** To do **
1: In the incubator forum thread, what does ThreeBoysChicks use as a hatcher?
2: Render this sentence from the incubator forum thread in Spanish: "I incubated from Silkie, to Marans, to Ducks with great success."
3: Please write the next part of the incubator forum thread, picking up after its final line.
-- START Excerpted text --
Also mom wants one that can do geese eggs. 

Any advice?


----------



## ThreeBoysChicks (Jan 1, 2013)

I incubate in a Hova-Bator 1588 with an auto egg turner since December of 2010.  It never stops.  Then I use  a Miller Incubator with Circulating Fan as a Hatcher.

I have great hatch rates.  In 2012, I hatch over 1,000 chicks, heap, 42 at a time.

The importance is that you have them in an area that the temperatures remains pretty constant.

I incubated from Silkie, to Marans, to Ducks with great success.

If you want to do Goose eggs, they will work, but you will need to not use the turners and hand turn.


----------



## Pearce Pastures (Jan 1, 2013)

I got our kids a circulated air Farm Innovator brand and it was very easy to use and worked well.  It was our first time hatching our own eggs.  Where are you planning on keeping it?


----------



## Chicken Chick (Jan 1, 2013)

I'm planning on keeping it in my bedroom. But we don't have ac in the summer, so it gets very hot in my room but I have plans of buying a window unit though we might be able to get the central fixed finally. but as of right now my room is sorta kinda iffy stable. It sounds like I need to go with the hovabator 1588... But I went on GQF's wesite and they might not ship to us in Georgia... so looking on meyer's website


----------



## GLENMAR (Jan 6, 2013)
-- END Excerpted text --
-- START Listed entries --
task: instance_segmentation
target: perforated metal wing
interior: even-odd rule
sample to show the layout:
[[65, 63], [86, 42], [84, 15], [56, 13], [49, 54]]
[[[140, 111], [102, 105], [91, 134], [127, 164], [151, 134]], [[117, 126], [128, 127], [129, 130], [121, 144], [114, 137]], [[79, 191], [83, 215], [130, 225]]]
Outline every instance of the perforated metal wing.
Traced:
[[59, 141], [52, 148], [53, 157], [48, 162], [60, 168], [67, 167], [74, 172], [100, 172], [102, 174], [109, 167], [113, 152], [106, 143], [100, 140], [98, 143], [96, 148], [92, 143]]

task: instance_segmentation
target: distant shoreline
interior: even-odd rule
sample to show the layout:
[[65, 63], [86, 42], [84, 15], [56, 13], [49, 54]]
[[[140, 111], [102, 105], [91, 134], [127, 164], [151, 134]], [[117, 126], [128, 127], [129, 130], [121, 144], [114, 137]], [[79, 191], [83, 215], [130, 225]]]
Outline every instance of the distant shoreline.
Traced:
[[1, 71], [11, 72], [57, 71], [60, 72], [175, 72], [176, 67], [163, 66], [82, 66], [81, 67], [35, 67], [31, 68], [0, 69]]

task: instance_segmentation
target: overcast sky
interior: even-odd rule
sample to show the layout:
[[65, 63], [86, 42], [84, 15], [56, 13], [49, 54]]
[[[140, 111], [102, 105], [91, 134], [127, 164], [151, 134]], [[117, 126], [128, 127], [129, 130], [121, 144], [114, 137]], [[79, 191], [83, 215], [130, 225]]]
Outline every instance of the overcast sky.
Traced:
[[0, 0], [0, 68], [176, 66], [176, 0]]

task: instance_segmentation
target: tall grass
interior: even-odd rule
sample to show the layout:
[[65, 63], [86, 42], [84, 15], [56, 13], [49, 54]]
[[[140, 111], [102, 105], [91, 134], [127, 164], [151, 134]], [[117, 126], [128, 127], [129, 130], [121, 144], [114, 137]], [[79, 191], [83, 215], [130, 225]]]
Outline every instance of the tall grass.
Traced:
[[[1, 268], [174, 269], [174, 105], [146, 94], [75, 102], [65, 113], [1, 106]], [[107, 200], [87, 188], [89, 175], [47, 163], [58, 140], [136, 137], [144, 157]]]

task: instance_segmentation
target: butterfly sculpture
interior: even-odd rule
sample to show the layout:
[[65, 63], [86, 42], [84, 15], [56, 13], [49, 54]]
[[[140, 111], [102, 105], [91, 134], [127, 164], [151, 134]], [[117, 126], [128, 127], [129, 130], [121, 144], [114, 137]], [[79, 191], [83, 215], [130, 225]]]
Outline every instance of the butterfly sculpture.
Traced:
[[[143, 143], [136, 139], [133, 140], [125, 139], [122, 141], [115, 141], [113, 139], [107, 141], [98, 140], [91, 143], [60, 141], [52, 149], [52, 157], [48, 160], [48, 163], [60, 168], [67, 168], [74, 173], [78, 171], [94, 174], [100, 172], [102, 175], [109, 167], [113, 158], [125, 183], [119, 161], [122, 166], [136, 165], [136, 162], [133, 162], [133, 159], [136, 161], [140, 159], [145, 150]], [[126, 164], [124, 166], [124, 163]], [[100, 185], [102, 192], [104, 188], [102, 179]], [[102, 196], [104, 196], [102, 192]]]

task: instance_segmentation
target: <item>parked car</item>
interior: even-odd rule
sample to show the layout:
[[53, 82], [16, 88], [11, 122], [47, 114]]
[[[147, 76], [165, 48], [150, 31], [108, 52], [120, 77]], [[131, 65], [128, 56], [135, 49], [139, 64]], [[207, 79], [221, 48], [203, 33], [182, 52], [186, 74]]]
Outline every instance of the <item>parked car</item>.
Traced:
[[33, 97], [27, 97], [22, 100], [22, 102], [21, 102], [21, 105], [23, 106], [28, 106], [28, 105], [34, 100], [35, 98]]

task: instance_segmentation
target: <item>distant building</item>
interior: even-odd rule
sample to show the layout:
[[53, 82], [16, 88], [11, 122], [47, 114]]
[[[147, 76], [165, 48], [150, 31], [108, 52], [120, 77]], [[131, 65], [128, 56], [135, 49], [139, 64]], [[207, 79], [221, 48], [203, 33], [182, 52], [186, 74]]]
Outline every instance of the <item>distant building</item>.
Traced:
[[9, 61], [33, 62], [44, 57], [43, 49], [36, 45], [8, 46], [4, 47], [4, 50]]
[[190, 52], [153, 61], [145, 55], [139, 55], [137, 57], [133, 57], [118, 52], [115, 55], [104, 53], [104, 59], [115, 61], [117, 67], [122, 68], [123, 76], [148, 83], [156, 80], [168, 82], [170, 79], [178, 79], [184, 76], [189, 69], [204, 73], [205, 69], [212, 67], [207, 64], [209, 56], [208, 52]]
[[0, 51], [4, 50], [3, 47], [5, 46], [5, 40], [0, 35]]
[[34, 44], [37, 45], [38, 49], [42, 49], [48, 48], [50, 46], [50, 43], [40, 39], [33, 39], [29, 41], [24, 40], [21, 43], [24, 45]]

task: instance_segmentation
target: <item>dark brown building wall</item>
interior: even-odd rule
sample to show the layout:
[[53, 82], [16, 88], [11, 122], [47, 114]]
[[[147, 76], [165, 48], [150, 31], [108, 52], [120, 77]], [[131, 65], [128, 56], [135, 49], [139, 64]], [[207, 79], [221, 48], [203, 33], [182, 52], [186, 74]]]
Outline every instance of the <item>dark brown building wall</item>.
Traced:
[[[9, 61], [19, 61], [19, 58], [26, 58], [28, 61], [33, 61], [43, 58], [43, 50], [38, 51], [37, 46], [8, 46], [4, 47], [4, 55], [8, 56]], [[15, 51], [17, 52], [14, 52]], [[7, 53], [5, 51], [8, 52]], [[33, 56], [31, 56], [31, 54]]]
-- END Listed entries --
** Answers in order **
1: A Miller Incubator with Circulating Fan.

2: Incubé desde Silkie hasta Marans y patos, con gran éxito.

3:
I have a Brinsea ECO 20 with turner. I love it. I have great hatch rates. I have hatched chickens, ducks, and a few peafowl.
Easy to clean too.


----------



## pridegoethb4thefall (Jan 6, 2013)

If you decide to go with one of the cheaper, foam incubators, be prepared to buy new thermostat wafers. They go out very easily and you end up with failed hatches.

That said, I have had good luck with the foam ones, just always have thermostats go out.

Get a good thermometer WITH a hygrometer in it to measure humidity. Sold at walmart etc, and are usually about 6 to 8 bucks. Be sure to keep the batteries good and check that it is working right.

I LOVE my brinesea with auto rocker/turner! Watch for sales- you can get a good deal once hatching season starts!


----------



## Chic-N-Farmer's (Mar 13, 2013)

I use a GQF Sportsman, but if you don't want to go crazy hatching, the Hovabator gets a lot of good reviews.


----------



## bonbean01 (Mar 13, 2013)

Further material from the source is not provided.